**THE TASK:** Strip out the pictures and transcribe the records that follow exactly.

**INPUT:**
··········
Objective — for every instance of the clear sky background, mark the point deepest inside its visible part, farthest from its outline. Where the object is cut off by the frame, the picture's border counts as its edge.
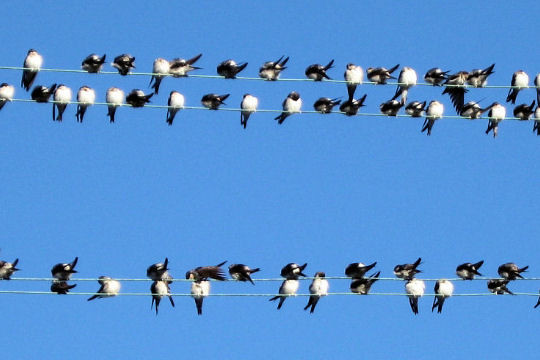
(326, 190)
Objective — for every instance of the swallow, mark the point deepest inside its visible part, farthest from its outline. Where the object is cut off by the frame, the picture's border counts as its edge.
(62, 97)
(109, 288)
(249, 106)
(6, 94)
(42, 93)
(124, 63)
(478, 77)
(391, 107)
(380, 75)
(93, 63)
(358, 270)
(64, 271)
(415, 108)
(160, 289)
(415, 289)
(175, 103)
(115, 98)
(7, 269)
(496, 114)
(350, 107)
(524, 111)
(86, 96)
(242, 272)
(498, 286)
(354, 76)
(435, 76)
(137, 98)
(292, 104)
(293, 270)
(520, 80)
(160, 69)
(407, 271)
(32, 65)
(467, 271)
(270, 70)
(455, 88)
(407, 79)
(325, 105)
(511, 271)
(362, 285)
(289, 287)
(181, 67)
(443, 289)
(434, 112)
(205, 272)
(318, 288)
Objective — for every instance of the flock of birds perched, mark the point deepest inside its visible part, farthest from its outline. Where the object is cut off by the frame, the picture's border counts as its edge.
(360, 283)
(455, 85)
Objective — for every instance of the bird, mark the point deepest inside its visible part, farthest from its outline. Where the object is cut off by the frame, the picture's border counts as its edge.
(434, 111)
(213, 101)
(205, 272)
(325, 105)
(62, 97)
(229, 68)
(478, 77)
(524, 111)
(6, 94)
(7, 269)
(109, 288)
(407, 79)
(455, 88)
(380, 75)
(354, 76)
(137, 98)
(362, 285)
(391, 107)
(160, 69)
(124, 63)
(292, 104)
(63, 271)
(350, 107)
(358, 270)
(467, 271)
(435, 76)
(415, 289)
(318, 288)
(407, 271)
(520, 80)
(114, 98)
(180, 67)
(498, 286)
(511, 271)
(289, 287)
(159, 289)
(93, 63)
(42, 93)
(176, 102)
(270, 70)
(249, 106)
(241, 272)
(496, 114)
(443, 289)
(32, 65)
(86, 96)
(317, 72)
(415, 108)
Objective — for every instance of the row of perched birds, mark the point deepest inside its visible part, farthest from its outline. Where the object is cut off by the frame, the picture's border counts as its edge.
(360, 284)
(455, 86)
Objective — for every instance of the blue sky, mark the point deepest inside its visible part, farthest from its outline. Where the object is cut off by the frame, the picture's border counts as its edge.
(327, 190)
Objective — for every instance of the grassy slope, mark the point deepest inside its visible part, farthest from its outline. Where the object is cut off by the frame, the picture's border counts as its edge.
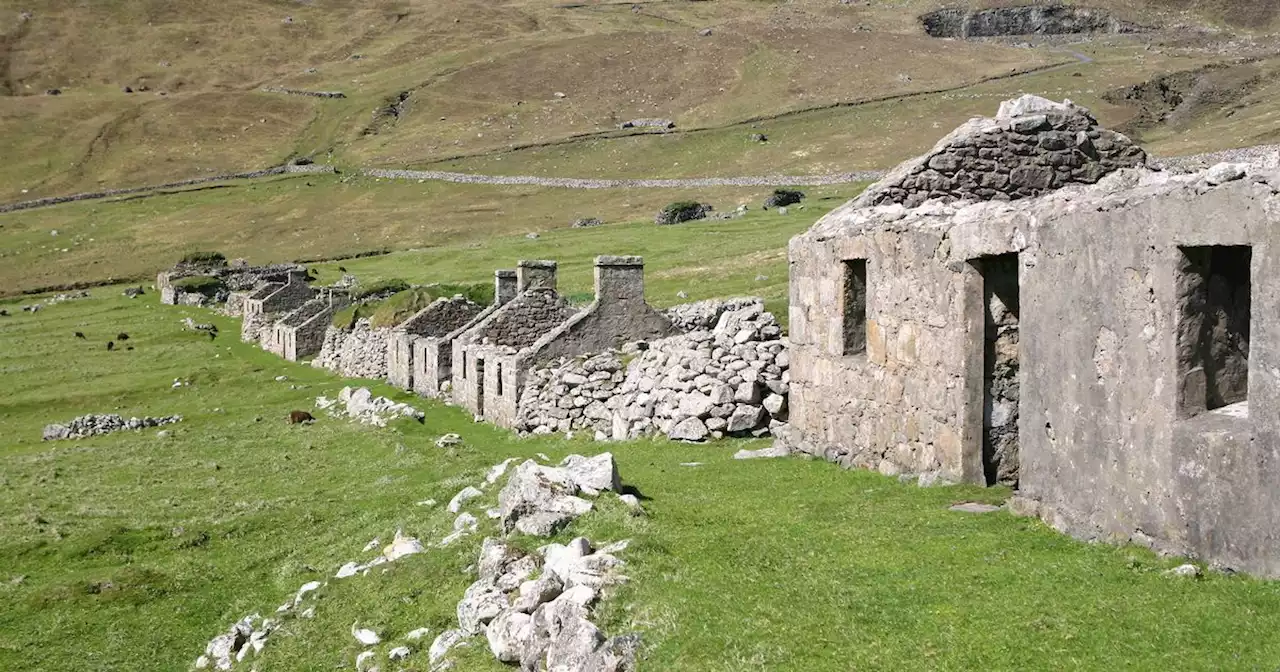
(325, 216)
(169, 540)
(481, 74)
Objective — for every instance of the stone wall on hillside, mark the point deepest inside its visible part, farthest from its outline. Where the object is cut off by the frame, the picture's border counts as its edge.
(440, 318)
(1031, 147)
(727, 380)
(356, 352)
(1105, 348)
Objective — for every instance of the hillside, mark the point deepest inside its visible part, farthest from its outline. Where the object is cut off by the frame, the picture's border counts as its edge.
(426, 80)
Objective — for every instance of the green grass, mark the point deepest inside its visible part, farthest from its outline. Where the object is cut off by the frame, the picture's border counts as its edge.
(135, 549)
(309, 216)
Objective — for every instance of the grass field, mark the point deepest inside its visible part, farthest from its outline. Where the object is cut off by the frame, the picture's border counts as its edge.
(319, 216)
(131, 551)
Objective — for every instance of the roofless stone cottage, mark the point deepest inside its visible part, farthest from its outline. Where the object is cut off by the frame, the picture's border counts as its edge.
(1029, 305)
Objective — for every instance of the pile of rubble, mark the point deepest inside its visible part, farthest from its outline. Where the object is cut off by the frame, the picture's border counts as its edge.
(360, 405)
(730, 379)
(534, 608)
(359, 352)
(95, 425)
··········
**FINAL ANSWER:**
Objective — for every instance of the clear sky background, mark the point deepest inside its visible part, farthest from its outline. Where the object is cut off by the frame, the picture's border counts as its edge.
(326, 190)
Objective — for every instance of the swallow, mark the point deepest inside its visible part, farthest from its outline. Where the object is cut off by the frame, the picture's border counts as its edge.
(62, 97)
(109, 288)
(249, 106)
(6, 94)
(42, 93)
(124, 63)
(478, 77)
(391, 107)
(380, 75)
(93, 63)
(358, 270)
(64, 271)
(415, 108)
(160, 289)
(415, 289)
(175, 103)
(115, 98)
(7, 269)
(496, 114)
(350, 107)
(524, 111)
(86, 96)
(242, 272)
(498, 286)
(354, 76)
(435, 76)
(137, 98)
(292, 104)
(293, 270)
(520, 80)
(160, 69)
(407, 271)
(32, 65)
(467, 271)
(270, 70)
(455, 88)
(407, 79)
(325, 105)
(511, 271)
(362, 285)
(289, 287)
(181, 67)
(443, 289)
(434, 112)
(205, 272)
(318, 288)
Objective — for every instance of the flock of birds perched, mark the point deepest inside its visible part, farthest from its outline. Where the object is cut off by the frame, the picture's border counts as its edge.
(360, 283)
(455, 85)
Objective — for every instance of the bird, mark the point deepest inside its visible part, farthest from its outline. Where the object is cut off by the frame, the picture's border counts as its edge.
(434, 111)
(213, 101)
(205, 272)
(325, 105)
(62, 97)
(229, 68)
(478, 77)
(524, 111)
(6, 94)
(7, 269)
(109, 288)
(407, 79)
(455, 88)
(380, 75)
(354, 76)
(137, 98)
(362, 285)
(391, 107)
(160, 69)
(124, 63)
(292, 104)
(63, 271)
(350, 107)
(358, 270)
(467, 271)
(435, 76)
(415, 289)
(318, 288)
(407, 271)
(520, 80)
(114, 98)
(180, 67)
(498, 286)
(511, 271)
(289, 287)
(159, 289)
(93, 63)
(42, 93)
(176, 102)
(270, 70)
(249, 106)
(241, 272)
(496, 114)
(443, 289)
(32, 65)
(86, 96)
(317, 72)
(415, 108)
Objective — for every instance of the row of perched birds, mark the point deepest inside its visible part, farthest from its outline. Where the object is cut off by the frame, the picture's border counts as its edge.
(360, 284)
(455, 86)
Objective — for every instance of the blue sky, mark the point deepest inside its visible part, farthest from its outline. Where the object is cut off by the frame, the picture's border counts as its edge.
(327, 190)
Objective — for every instance of the grassy slope, mark the point deepest inside its visible part, farthest from its outline. Where the object is cut off by the frame, the picture's border counts as its edge.
(325, 216)
(169, 540)
(481, 74)
Objective — for every instance of the stone wall on hillside, mark the point deepest inside its visible part, farthest from its outline. Where the object is cut off by the frame, the picture's border counts as its edge.
(440, 318)
(1031, 147)
(727, 380)
(356, 352)
(1105, 348)
Objective — for every instance of the hillside, mark the point deepest inside its visible part, farthest from its outline. Where the object is cut off by the frame, the picture's border counts as its edge.
(426, 80)
Objective — for every instance of the green grass, mark the point deepest inside its visible part, farthest from its outline. Where the object is cut off by the frame, the picture's border counts as its edge.
(135, 549)
(309, 216)
Objective — for every instance of the grass field, mark the point deepest inside its visible part, farthest from its outline. Where the object is cut off by the frame, the picture's border counts as its edge.
(319, 216)
(131, 551)
Objective — for every instance of the roofless stone cottage, mark the point deepest inside its visible part, farthest from its outline. Where the object is cut off by the frame, the picture's border counts as its edge.
(1029, 305)
Objective — for every instance of the pile of rubble, mark the point deepest inside its visible part, farthest from its outline. Where the object is cut off by the frame, the picture's border counts as its edge.
(360, 405)
(730, 379)
(534, 608)
(359, 352)
(95, 425)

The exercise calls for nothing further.